→ Stated exercise 1:
For the passage, decide whether each statement below agrees with it, answering yes or no and quoting the deciding words. (a) Darnell and Dao (2017) argued that the ethical and political underpinnings of the CA fit a transformative vision for SFD. (b) Svensson and Levine (2017) drew on Nussbaum. (c) Svensson and Levine suggest that using the CA in SFD research requires commitment to a particular methodological approach.

→ Provided passage:
Indeed, Darnell and Dao (2017) concluded that the CA can “contribute toward an ethical conceptualization of sport’s place within efforts to improve the lives of underserved people and communities,” (p. 24) by arguing that the ethical and political underpinnings of the CA are congruent with a transformative vision for SFD. In so doing, they highlight Nussbaum’s (2011) central capabilities list and show that the CA offers an opportunity to advance sport as both intrinsically and instrumentally valuable, and therefore a right to which people are entitled. In a compatible analysis, Svensson and Levine (2017), drawing on Sen, suggest that the CA encourages, and even forces, practitioners and researchers to consider the implications of institutional and policy arrangements in SFD and how these impact the freedoms and capabilities of participants (Svensson & Levine, 2017). They further suggest that the CA in SFD research might provide a normative guideline for research without requiring a commitment to particular epistemological or methodological approach.

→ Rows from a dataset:
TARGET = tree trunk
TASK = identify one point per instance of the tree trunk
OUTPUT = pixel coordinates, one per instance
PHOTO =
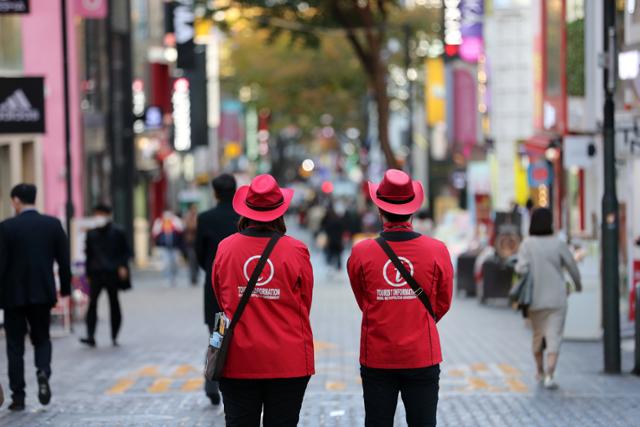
(382, 105)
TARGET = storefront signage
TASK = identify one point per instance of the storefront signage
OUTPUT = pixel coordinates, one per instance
(183, 18)
(540, 173)
(452, 27)
(632, 22)
(628, 65)
(22, 105)
(14, 6)
(465, 108)
(471, 30)
(181, 115)
(92, 9)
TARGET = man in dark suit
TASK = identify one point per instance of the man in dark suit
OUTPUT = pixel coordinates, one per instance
(107, 265)
(29, 245)
(214, 226)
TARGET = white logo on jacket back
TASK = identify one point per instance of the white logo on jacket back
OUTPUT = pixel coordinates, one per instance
(391, 274)
(267, 272)
(266, 276)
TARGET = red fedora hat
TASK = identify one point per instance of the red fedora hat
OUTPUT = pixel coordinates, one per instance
(263, 200)
(396, 193)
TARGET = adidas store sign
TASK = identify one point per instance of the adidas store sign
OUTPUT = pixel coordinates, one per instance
(22, 105)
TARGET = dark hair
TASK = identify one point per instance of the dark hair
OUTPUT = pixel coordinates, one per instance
(224, 186)
(26, 193)
(541, 222)
(102, 208)
(277, 225)
(395, 217)
(424, 214)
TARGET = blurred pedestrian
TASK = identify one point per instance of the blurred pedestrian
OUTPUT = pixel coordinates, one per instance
(270, 359)
(334, 227)
(545, 257)
(403, 283)
(167, 232)
(423, 223)
(107, 266)
(214, 226)
(30, 243)
(190, 229)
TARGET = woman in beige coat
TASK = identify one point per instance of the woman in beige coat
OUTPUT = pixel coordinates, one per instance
(546, 257)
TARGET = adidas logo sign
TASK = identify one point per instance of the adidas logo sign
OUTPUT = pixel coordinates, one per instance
(17, 108)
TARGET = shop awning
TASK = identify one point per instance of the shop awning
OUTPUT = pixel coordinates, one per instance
(537, 144)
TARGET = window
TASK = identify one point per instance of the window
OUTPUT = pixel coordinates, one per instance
(10, 43)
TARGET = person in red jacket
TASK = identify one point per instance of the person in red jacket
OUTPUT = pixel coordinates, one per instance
(399, 346)
(270, 359)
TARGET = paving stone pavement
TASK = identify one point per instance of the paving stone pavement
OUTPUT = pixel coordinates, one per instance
(154, 377)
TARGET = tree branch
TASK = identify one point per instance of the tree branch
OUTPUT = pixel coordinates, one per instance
(364, 56)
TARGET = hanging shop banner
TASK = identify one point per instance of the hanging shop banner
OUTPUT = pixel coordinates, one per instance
(92, 9)
(540, 173)
(465, 111)
(554, 108)
(183, 18)
(435, 91)
(471, 29)
(22, 105)
(452, 17)
(14, 6)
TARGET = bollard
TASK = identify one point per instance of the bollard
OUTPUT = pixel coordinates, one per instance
(636, 366)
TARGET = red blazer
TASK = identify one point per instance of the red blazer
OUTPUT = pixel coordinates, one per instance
(273, 338)
(397, 330)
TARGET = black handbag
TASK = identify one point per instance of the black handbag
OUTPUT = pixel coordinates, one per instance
(217, 356)
(522, 294)
(417, 289)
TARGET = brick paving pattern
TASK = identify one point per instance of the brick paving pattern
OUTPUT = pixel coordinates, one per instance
(154, 377)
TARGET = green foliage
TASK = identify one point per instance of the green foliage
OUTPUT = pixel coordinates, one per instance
(575, 58)
(297, 84)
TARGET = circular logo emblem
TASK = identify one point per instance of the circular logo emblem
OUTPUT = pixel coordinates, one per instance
(392, 276)
(267, 271)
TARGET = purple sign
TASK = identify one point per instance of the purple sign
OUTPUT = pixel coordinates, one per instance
(465, 111)
(471, 28)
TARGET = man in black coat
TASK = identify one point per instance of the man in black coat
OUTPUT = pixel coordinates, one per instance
(107, 267)
(29, 245)
(214, 226)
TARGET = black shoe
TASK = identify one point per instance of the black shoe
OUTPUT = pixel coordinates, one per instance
(17, 405)
(44, 391)
(88, 341)
(214, 398)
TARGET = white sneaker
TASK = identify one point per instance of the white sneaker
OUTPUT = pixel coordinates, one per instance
(549, 383)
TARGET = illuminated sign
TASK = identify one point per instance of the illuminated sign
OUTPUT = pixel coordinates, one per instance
(181, 115)
(452, 27)
(471, 29)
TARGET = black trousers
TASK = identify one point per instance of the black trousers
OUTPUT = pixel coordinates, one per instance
(280, 398)
(97, 283)
(35, 319)
(418, 388)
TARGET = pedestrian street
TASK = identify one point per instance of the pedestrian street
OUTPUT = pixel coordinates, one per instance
(155, 377)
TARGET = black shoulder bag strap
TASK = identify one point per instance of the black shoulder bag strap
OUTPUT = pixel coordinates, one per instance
(254, 279)
(417, 289)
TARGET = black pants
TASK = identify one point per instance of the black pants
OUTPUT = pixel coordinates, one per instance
(281, 399)
(97, 284)
(418, 388)
(334, 257)
(36, 319)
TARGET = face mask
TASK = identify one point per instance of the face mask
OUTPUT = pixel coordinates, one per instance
(101, 221)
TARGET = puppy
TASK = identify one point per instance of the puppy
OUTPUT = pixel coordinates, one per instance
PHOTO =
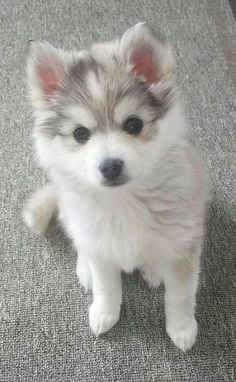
(128, 188)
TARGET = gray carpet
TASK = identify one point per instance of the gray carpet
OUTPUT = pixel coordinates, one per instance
(44, 332)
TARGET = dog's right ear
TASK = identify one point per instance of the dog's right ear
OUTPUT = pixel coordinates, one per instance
(46, 69)
(148, 54)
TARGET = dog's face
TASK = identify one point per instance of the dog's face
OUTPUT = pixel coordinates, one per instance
(99, 113)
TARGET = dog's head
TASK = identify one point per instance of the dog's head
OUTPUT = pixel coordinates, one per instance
(104, 115)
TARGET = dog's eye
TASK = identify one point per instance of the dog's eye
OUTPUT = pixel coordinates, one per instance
(133, 125)
(81, 134)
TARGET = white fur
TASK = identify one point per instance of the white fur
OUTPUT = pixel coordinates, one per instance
(153, 223)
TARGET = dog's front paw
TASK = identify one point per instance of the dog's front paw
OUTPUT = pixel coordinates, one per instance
(185, 337)
(102, 317)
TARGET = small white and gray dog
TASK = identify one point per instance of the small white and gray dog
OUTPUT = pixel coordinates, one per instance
(128, 187)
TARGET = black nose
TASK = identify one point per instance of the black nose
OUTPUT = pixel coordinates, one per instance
(111, 168)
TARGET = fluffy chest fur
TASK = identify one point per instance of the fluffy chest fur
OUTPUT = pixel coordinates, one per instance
(118, 227)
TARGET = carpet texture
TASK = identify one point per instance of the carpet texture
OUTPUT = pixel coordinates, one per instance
(44, 332)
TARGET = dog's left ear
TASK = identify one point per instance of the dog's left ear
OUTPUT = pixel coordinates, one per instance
(149, 56)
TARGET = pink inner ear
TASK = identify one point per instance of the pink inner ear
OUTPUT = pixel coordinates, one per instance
(145, 65)
(49, 74)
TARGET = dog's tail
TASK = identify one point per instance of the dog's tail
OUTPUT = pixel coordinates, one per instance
(40, 209)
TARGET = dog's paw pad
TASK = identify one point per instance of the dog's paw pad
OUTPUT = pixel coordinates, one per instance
(184, 338)
(102, 318)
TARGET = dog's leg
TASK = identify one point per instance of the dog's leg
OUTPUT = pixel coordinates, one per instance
(180, 289)
(151, 275)
(107, 296)
(40, 209)
(84, 273)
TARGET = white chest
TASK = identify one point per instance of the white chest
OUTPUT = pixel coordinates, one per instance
(115, 228)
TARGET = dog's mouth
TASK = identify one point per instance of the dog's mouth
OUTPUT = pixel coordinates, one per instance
(121, 181)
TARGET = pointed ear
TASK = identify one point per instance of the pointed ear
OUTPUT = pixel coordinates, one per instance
(46, 69)
(149, 56)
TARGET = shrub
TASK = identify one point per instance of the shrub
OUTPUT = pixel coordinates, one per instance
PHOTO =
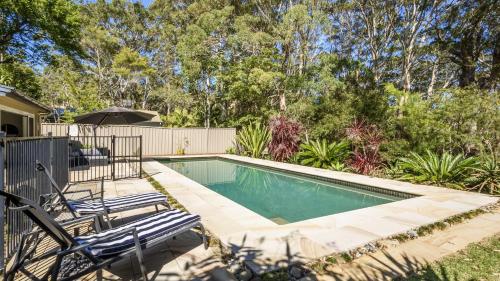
(285, 138)
(366, 140)
(445, 170)
(253, 139)
(321, 154)
(486, 177)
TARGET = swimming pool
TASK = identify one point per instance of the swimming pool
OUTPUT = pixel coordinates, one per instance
(281, 196)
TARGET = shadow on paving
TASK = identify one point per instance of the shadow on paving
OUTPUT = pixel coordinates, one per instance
(392, 268)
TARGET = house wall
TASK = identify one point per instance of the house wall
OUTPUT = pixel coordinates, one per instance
(13, 110)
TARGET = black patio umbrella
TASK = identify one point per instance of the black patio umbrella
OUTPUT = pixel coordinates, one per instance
(112, 116)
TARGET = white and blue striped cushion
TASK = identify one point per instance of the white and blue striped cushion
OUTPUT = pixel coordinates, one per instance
(148, 229)
(118, 203)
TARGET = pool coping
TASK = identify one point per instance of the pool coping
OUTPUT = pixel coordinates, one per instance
(267, 243)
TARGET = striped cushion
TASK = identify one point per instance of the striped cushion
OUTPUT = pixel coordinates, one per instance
(118, 203)
(148, 229)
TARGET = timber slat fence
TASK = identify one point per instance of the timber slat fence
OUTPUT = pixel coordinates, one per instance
(158, 141)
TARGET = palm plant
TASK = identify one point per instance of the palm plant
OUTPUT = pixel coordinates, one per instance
(321, 154)
(339, 167)
(486, 176)
(444, 170)
(253, 139)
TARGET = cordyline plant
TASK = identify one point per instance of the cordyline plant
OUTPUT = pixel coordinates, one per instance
(366, 140)
(253, 139)
(285, 138)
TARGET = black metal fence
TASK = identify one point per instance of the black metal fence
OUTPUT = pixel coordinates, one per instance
(18, 157)
(112, 157)
(70, 159)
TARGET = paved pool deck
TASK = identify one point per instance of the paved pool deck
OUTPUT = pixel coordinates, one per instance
(267, 245)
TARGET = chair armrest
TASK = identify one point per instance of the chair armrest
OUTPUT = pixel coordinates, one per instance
(102, 239)
(80, 219)
(91, 195)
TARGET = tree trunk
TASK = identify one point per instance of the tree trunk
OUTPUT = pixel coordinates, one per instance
(282, 102)
(430, 89)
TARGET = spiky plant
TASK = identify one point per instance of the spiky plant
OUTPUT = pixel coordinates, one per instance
(285, 138)
(339, 167)
(445, 169)
(253, 139)
(321, 154)
(486, 177)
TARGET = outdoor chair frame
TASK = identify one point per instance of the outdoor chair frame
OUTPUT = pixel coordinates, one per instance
(47, 226)
(51, 201)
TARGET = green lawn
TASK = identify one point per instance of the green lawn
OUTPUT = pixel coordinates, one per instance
(479, 261)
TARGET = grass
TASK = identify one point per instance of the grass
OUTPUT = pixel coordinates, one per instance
(479, 261)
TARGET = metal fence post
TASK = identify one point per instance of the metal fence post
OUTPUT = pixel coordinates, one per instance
(51, 152)
(2, 203)
(113, 161)
(140, 156)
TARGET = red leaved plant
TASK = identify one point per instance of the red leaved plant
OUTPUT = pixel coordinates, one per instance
(285, 138)
(366, 140)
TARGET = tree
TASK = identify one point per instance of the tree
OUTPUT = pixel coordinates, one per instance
(30, 28)
(464, 30)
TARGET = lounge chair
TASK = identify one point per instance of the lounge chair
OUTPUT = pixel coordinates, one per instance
(95, 205)
(98, 250)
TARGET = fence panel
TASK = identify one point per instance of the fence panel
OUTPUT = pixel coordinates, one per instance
(159, 141)
(21, 177)
(109, 157)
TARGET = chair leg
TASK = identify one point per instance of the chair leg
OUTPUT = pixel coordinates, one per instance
(203, 236)
(140, 257)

→ Stated exercise 2:
Put the stretch of entries from the line containing "TARGET = fence panel" through the end of the entries into a numbered list, leaving out blank lines.

→ Expected output 1:
(a) Yes: "by arguing that the ethical and political underpinnings of the CA are congruent with a transformative vision for SFD"
(b) No: "Svensson and Levine (2017), drawing on Sen"
(c) No: "without requiring a commitment to particular epistemological or methodological approach"

→ Expected output 2:
1. TARGET = fence panel
2. TASK = identify one point per instance of the fence panel
3. OUTPUT = pixel coordinates, one per instance
4. (159, 141)
5. (21, 177)
6. (109, 157)
7. TARGET = chair leg
8. TASK = identify one point per instance of the chair leg
9. OUTPUT = pixel coordinates, one per instance
10. (203, 236)
11. (140, 257)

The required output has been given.